# Best Hotel besides Atlantis for Nassau / Paradise Island / or Harbour Island...??



## Scuba Fletch (May 3, 2008)

Next month, we are going  to our T/S on Paradise Island (Paradise Island Beach Club - about a mile down Cabbage Beach from Atlantis).  In the past, we've always extended our trip by 3 days and stayed at the Comfort Suites so we can enjoy Atlantis.  We just went last November, so we are thinking that we might try something different for our 3-day extension.  

Since we have not been to any of the other hotels, which would you recommend for a great beach & pool?  Proximity to other things - casino, restaurants, etc.?  I know that the Wyndham has a casino there on property... the Hilton looks nice... Sheraton looks nice... not sure about the Radisson...  Any others?  We've even considered Harbour Island, but wondered about the ferry service and our flights, etc.  I also didn't want to blow our budget on flights to Freeport or surrounding areas, but we'd spend up to $100 per person for R/T transport to other islands on ferries, etc....

There's 4 of us: me (40), my DH (42), 15-yr. old boy, and 10-yr. old boy.  The hotel doesn't have to be swanky, but cleanliness & safe are important.  We're open to bed & breakfasts if they have nice pool & beach close by.  Just wanted a different experience this time.  We love Atlantis, but want it a bit more low-key. (I wish we could go on the PowerBoat and just stay in Exumas for 3 nights and then return, but I doubt there's options like that...)

Thanks in advance for all of your suggestions


----------



## Steel5Rings (May 3, 2008)

My mom and dad are at the Wyndam Crystal Palace on Cable Beach right now.

They go every year for Mother's Day.

They reported last night that the hotel has undergone an extensive renovation.  Guest rooms have been rehabed and the buffet has been remodeled as has the lobby and parts of the Casino.  They are enjoying it and say the place looks great and is better than ever.

They have had great stays there for the last decade, sometimes 2-3 times a year......even when they got stuck in the middle of a hurricane they had a great time, although power was out for 2 days.

What the exercise asks:
Answer these questions using the Nassau hotel thread above.
(a) How far is the Paradise Island Beach Club from Atlantis?
(b) Up to how much per person would the first poster spend on round-trip transport to other islands?
(c) How long was the power out when the second poster's parents were caught in a hurricane?

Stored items
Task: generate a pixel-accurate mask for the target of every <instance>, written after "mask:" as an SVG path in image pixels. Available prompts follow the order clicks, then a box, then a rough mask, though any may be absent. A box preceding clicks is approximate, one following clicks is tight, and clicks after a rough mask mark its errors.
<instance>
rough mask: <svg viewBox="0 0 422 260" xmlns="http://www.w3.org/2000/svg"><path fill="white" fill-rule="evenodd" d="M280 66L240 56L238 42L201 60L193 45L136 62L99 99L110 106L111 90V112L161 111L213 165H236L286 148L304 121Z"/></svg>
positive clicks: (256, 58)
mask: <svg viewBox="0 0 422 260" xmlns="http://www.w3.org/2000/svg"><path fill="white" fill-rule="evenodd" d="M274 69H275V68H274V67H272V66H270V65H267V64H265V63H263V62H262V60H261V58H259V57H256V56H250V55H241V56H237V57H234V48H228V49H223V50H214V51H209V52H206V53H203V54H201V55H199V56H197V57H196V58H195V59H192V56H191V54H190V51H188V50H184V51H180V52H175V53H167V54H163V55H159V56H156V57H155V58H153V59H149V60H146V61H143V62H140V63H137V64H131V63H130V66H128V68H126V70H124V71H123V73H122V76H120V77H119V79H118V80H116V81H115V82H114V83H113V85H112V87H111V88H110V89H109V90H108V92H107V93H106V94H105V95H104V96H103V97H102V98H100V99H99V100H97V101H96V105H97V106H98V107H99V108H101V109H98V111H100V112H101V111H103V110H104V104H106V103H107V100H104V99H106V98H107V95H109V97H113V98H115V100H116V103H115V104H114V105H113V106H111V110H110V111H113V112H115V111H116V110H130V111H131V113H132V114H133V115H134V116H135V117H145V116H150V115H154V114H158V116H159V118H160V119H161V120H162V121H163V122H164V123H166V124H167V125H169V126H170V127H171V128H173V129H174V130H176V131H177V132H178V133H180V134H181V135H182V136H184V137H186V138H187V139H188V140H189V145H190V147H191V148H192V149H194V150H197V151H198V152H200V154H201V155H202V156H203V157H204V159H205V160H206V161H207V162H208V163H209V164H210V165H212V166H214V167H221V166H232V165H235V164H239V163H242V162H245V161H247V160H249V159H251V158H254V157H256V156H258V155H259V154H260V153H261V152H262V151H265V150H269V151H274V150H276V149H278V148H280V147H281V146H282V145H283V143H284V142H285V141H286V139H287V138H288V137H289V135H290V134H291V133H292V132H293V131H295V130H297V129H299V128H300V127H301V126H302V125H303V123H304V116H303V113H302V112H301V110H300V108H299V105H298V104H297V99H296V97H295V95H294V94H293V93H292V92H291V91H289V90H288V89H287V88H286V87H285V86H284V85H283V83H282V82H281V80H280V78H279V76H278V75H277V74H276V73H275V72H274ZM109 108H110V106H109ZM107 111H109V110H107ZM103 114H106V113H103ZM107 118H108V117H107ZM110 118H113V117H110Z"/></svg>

Output below:
(a) About a mile down Cabbage Beach.
(b) $100.
(c) 2 days.